▸ **Consigne 1**:
Reproduisez à l'identique le passage du texte sur l'internet russe qui va de « 10 mai 2014 » jusqu'à « 1er août 2014. » inclus.
▸ **Consigne 2**:
Traduisez en anglais la phrase suivante du texte sur l'internet russe : « Un journaliste a le droit de demander officiellement des renseignements pour vérifier les faits mais les blogueurs n'ont pas ce droit. »
▸ **Consigne 3**:
Poursuivez la rédaction du texte sur l'internet russe à partir de la phrase qui le termine.

▸ **Texte**:
L'internet russe, va-t-il mourir à un jeune âge?
10 mai 2014
Quand j’habitais à Moscou, The Moscow Times était une de mes sources d'information préférées. Souvent, j’ai pu étonner mes amis russes avec des nouvelles sur la Russie qu'ils ne pourraient jamais trouver dans les médias contrôlés par l'Etat. Récemment, le magazine a publié un article de Victor Davidoff. Si c’est vrai ce qu'il écrit, le site Master & Margarita risque de ne plus être accessible sur les ordinateurs russes à partir du 1er août 2014.
S'il y avait eu l'Internet quand George Orwell a écrit son roman 1984, l'auteur aurait pu inventer une loi comme celle qui a été adoptée par la Douma la semaine dernière.
La loi limite le contenu de tous les blogs, y compris ceux sur les réseaux sociaux, et détermine les conditions particulières pour les blogueurs dont le nombre de «lecteurs quotidiens» s’élève à plus de 3000. Dans la meilleure tradition de novlangue, la loi ne précise pas comment le nombre de lecteurs quotidiens sera déterminé, et personne ne sait comment cela pourrait être fait - en particulier sur les réseaux sociaux, où le nombre de visiteurs par page n'est pas publique.
Mais le gouvernement a résolu cette question de manière facile. Les fournisseurs d'accès Internet et les propriétaires de réseaux sociaux devront fournir ces informations aux autorités pour que les blogueurs seront inscrits dans un registre spécial qui contiendra des informations détaillées, telles que leurs numéros de téléphone et leurs adresses.
Cette loi met les blogueurs dans une situation Catch-22 . D'une part, ils ont toutes les responsabilités d'une organisation de médias. D'autre part, la loi leur interdit expressément d’être enrégistrés comme organisation de médias. Un journaliste a le droit de demander officiellement des renseignements pour vérifier les faits mais les blogueurs n'ont pas ce droit. Pourtant, les blogueurs devront, selon la nouvelle loi, de toute façon «vérifier les faits publiés sur leurs blogs».

▸ **Enregistrements fournis**:
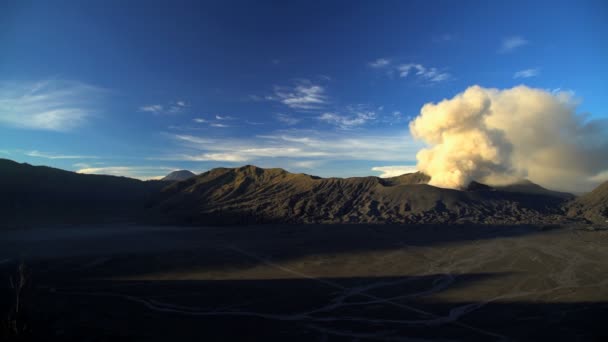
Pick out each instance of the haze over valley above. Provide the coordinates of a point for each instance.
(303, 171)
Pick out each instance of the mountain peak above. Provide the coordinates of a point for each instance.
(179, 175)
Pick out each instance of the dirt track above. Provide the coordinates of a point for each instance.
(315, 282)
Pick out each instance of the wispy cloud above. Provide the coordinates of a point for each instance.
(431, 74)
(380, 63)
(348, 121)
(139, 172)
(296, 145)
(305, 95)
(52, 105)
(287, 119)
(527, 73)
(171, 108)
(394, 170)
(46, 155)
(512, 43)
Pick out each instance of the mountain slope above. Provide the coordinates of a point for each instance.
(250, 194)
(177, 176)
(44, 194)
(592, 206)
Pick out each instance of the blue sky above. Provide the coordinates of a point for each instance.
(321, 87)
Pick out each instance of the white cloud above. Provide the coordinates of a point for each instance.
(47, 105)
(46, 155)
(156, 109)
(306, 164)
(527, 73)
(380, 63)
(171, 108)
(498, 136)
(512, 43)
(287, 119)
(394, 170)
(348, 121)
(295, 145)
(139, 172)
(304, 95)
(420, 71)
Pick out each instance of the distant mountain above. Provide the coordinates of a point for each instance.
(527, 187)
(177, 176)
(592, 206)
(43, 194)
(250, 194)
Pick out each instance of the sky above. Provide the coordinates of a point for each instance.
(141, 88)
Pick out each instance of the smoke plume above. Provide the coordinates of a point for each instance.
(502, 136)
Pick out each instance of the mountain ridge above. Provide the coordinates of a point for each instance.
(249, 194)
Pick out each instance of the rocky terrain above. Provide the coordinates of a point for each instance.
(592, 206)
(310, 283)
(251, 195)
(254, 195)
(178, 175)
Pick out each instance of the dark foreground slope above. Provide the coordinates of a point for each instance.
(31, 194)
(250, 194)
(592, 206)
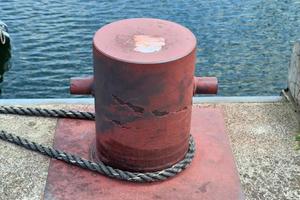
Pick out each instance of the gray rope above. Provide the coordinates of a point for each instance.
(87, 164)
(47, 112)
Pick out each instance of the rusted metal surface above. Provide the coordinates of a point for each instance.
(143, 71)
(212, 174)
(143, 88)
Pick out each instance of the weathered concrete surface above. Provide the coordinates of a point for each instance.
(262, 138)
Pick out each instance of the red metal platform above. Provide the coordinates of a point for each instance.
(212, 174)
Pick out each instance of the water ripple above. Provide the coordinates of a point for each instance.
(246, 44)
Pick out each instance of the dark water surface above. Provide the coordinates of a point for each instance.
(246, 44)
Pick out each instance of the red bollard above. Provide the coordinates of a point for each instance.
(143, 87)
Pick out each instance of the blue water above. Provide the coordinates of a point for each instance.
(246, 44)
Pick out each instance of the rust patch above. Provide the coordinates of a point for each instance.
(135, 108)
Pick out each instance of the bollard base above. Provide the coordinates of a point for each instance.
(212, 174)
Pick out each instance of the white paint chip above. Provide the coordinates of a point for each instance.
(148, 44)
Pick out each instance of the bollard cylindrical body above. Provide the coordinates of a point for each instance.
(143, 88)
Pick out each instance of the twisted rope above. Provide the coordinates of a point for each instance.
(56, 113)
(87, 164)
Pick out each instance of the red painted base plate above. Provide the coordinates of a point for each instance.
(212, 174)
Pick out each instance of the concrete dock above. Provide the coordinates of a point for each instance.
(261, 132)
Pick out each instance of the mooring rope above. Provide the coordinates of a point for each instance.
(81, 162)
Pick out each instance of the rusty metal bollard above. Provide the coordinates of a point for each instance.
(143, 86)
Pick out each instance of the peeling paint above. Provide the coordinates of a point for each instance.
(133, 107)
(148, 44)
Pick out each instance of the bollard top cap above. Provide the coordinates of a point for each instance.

▸ **Réponse 1**:
10 mai 2014
Quand j’habitais à Moscou, The Moscow Times était une de mes sources d'information préférées. Souvent, j’ai pu étonner mes amis russes avec des nouvelles sur la Russie qu'ils ne pourraient jamais trouver dans les médias contrôlés par l'Etat. Récemment, le magazine a publié un article de Victor Davidoff. Si c’est vrai ce qu'il écrit, le site Master & Margarita risque de ne plus être accessible sur les ordinateurs russes à partir du 1er août 2014.

▸ **Réponse 2**:
A journalist has the right to officially request information in order to verify facts, but bloggers do not have this right.

▸ **Réponse 3**:
Dans le passé, des blogueurs anti-corruption comme Alexeï Navalny ont pu publier des informations sur l’immobilier de luxe non-enregistré dans les mains des représentants du gouvernement russe aux Etats-Unis et en Europe. Mais ce ne sera plus possible, parce que la nouvelle loi interdit la publication de «renseignements sur le lieu de résidence et la vie personnelle et familiale des citoyens».
Ce n'est pas tout ce qui sera interdit. La longue liste des interdiictions comprend «la publication d'informations, destinée à diffamer des catégories spécifiques de citoyens» sur base de caractéristiques telles que «leur attitude envers la religion, leur profession ou leurs opinions politiques», ainsi que la publication de «documents extrémistes».
Pour traduire la novlangue , vous devez savoir comment la notion «extrémisme» est entendu par les tribunaux russes. Le blogueur Boris Stomakhine a récemment été condamné à un emprisonnement de 6 1/2 ans pour «justification du terrorisme». Si vous pensez que c'était un blog dans lequel Oussama ben Laden a été loué, alors vous vous trompez. Il s’agissait d’un blog sur l'acte terroriste qui a tué le tsar Alexandre II en 1881.
En vrais style orwellien, les blogueurs ne seront pas seulement tenu responsable de l'information dans leurs messages, mais aussi de l'information dans les commentaires des autres utilisateurs.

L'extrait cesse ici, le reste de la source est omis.